*** GIVEN RECORDS ***
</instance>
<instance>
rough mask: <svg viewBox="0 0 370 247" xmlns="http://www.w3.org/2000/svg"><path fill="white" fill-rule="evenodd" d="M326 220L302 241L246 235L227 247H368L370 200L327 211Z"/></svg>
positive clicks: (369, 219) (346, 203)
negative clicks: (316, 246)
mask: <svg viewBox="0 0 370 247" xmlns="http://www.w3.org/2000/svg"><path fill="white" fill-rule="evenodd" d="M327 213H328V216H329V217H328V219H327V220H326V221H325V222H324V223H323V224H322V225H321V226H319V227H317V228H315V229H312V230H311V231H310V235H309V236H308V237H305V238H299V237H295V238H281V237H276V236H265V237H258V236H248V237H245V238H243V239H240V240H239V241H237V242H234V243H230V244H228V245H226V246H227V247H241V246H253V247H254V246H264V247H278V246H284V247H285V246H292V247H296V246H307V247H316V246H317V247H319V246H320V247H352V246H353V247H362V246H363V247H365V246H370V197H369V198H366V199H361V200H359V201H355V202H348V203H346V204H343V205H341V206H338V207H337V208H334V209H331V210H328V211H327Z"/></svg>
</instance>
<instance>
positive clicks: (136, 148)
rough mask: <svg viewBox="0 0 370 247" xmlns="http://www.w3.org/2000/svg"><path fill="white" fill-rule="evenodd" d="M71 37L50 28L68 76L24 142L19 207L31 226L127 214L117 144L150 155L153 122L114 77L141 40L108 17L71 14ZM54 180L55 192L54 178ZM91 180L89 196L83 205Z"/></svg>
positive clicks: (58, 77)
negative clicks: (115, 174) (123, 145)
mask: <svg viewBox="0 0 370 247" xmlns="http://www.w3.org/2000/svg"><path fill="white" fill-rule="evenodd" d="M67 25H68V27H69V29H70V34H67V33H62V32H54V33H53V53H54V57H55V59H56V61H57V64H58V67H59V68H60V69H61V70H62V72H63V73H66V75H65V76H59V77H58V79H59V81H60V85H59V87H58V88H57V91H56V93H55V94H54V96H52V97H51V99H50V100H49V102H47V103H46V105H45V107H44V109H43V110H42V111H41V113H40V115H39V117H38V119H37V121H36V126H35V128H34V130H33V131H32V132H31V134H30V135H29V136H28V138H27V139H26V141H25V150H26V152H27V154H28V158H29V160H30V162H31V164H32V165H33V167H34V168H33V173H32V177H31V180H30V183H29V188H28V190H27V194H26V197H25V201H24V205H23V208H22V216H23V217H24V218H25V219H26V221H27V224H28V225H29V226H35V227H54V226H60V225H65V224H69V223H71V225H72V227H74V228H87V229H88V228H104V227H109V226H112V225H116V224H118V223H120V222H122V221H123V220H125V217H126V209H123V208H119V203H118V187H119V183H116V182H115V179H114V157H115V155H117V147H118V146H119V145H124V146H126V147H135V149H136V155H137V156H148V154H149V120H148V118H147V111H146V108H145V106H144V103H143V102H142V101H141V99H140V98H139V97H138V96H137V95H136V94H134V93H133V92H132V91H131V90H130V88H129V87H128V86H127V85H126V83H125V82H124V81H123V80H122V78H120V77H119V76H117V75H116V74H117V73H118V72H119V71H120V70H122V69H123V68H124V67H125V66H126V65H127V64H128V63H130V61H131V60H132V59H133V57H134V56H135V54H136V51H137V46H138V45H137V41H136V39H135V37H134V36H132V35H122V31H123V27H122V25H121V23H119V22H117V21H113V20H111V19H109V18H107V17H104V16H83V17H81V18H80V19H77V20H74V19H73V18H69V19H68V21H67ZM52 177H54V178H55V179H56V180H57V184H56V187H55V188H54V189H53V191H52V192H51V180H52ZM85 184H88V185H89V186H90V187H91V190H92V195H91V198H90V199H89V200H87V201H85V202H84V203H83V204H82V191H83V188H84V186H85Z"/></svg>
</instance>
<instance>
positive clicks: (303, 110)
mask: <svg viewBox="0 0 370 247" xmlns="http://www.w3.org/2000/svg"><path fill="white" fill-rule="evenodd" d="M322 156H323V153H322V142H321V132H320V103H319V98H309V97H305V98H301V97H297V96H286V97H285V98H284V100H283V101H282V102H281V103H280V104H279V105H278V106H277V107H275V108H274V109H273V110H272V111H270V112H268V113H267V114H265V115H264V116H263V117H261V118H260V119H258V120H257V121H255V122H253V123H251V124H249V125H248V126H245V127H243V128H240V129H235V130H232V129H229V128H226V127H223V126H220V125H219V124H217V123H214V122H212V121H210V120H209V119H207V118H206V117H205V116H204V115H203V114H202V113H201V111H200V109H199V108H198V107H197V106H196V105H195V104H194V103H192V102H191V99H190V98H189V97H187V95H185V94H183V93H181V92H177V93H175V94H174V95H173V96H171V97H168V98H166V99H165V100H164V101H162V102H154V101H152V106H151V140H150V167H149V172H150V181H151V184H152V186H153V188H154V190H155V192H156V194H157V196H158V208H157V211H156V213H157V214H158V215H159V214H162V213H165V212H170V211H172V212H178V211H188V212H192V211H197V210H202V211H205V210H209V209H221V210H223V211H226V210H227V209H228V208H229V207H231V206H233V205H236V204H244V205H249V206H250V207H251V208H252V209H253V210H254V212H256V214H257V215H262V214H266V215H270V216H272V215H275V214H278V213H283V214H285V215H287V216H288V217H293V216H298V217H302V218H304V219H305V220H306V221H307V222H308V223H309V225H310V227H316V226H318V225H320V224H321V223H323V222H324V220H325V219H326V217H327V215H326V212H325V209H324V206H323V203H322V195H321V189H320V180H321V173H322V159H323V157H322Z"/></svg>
***
*** GIVEN RECORDS ***
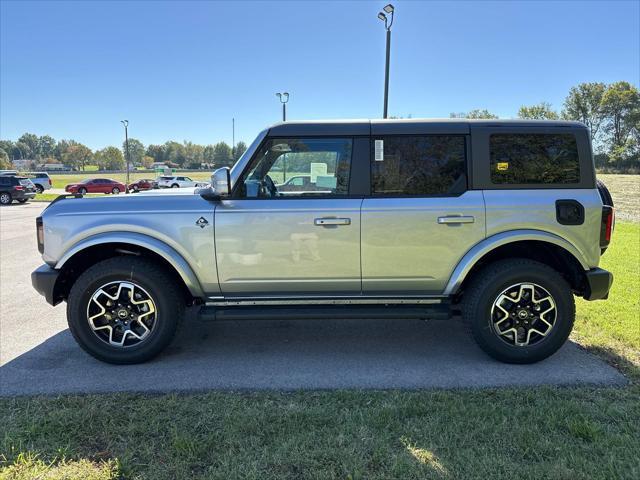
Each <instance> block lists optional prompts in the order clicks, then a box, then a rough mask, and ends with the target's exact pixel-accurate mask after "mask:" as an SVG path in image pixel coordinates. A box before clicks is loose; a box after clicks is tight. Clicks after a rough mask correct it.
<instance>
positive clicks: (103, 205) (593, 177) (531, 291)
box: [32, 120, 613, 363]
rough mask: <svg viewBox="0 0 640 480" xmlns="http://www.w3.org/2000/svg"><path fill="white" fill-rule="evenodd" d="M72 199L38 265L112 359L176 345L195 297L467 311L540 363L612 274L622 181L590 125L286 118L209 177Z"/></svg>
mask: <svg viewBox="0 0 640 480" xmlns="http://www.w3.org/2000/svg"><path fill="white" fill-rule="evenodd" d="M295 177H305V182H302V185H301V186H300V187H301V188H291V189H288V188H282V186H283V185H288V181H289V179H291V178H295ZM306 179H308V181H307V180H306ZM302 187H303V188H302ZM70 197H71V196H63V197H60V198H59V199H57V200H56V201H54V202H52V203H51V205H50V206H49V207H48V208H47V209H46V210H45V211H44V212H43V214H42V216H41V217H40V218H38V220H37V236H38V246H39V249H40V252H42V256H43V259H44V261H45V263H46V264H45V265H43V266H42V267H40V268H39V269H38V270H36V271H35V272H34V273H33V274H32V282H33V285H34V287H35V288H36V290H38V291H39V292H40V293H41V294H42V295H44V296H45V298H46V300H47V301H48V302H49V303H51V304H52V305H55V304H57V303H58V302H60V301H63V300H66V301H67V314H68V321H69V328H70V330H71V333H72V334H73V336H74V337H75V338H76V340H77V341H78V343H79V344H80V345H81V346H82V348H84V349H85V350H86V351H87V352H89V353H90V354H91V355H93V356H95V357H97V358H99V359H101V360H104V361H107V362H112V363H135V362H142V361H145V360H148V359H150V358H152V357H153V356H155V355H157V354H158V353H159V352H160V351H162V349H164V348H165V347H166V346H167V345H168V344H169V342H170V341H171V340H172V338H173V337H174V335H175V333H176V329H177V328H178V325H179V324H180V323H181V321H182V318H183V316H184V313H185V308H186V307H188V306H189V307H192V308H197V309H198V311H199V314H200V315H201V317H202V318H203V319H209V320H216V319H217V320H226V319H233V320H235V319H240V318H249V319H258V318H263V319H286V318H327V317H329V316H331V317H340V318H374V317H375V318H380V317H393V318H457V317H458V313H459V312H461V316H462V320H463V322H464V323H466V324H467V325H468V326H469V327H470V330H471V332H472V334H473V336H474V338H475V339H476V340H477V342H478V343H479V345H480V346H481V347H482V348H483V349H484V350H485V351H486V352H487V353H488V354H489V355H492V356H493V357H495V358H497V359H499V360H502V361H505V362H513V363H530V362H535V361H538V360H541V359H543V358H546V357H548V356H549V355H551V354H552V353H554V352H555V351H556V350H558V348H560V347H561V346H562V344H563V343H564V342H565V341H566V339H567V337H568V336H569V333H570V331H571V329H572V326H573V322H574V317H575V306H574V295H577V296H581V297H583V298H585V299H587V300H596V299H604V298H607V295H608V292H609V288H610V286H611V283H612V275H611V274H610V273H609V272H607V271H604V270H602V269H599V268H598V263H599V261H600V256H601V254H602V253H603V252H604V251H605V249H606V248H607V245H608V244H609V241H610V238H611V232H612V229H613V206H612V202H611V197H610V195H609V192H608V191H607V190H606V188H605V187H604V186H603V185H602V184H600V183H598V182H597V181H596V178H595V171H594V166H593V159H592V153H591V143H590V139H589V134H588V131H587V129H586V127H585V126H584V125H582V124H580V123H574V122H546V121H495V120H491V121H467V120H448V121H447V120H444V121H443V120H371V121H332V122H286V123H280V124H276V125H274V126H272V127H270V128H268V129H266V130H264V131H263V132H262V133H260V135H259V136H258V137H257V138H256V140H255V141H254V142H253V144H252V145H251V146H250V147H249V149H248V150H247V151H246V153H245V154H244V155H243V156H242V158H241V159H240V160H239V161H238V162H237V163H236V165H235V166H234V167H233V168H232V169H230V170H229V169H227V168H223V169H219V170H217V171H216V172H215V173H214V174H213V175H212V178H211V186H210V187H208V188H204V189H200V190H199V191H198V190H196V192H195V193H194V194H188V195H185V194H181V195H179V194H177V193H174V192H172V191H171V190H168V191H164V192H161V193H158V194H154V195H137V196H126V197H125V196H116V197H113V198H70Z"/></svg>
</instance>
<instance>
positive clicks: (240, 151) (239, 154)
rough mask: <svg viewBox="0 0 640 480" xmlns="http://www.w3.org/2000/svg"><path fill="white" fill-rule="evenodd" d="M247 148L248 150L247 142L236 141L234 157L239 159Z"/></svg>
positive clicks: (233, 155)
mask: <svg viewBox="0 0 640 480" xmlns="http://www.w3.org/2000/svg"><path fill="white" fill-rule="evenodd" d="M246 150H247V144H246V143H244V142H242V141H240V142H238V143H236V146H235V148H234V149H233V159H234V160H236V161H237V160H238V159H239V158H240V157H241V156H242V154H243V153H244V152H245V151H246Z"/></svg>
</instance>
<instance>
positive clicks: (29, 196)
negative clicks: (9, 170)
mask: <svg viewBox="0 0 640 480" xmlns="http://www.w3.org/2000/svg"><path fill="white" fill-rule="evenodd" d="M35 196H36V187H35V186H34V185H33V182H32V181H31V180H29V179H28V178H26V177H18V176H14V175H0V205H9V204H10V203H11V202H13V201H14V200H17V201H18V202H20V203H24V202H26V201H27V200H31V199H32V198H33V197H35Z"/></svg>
***
■ **WORK REQUIRED**
Copy range, inclusive: the line holding "positive clicks: (369, 219) (346, 203)" to the line holding "positive clicks: (58, 77)". Reproduce exactly those lines of the records above and no others.

■ **EXERCISE OUTPUT**
positive clicks: (369, 219) (346, 203)
negative clicks: (316, 246)
mask: <svg viewBox="0 0 370 247" xmlns="http://www.w3.org/2000/svg"><path fill="white" fill-rule="evenodd" d="M327 213H328V216H329V217H328V219H327V220H326V221H325V222H324V223H323V224H322V225H321V226H319V227H317V228H315V229H312V230H311V231H310V235H309V236H308V237H305V238H299V237H295V238H281V237H276V236H265V237H258V236H248V237H245V238H243V239H240V240H239V241H237V242H234V243H230V244H228V245H226V246H227V247H241V246H253V247H254V246H264V247H278V246H284V247H285V246H292V247H296V246H307V247H316V246H317V247H319V246H320V247H352V246H353V247H362V246H363V247H365V246H370V197H369V198H366V199H361V200H359V201H355V202H348V203H346V204H343V205H341V206H338V207H337V208H334V209H331V210H328V211H327Z"/></svg>
</instance>
<instance>
positive clicks: (136, 148)
rough mask: <svg viewBox="0 0 370 247" xmlns="http://www.w3.org/2000/svg"><path fill="white" fill-rule="evenodd" d="M71 37L50 28L68 76L24 142L19 207L31 226L127 214L117 144L150 155L153 122L114 77L141 40L108 17L71 14ZM54 180L55 192L54 178ZM91 180L89 196L83 205Z"/></svg>
positive clicks: (58, 77)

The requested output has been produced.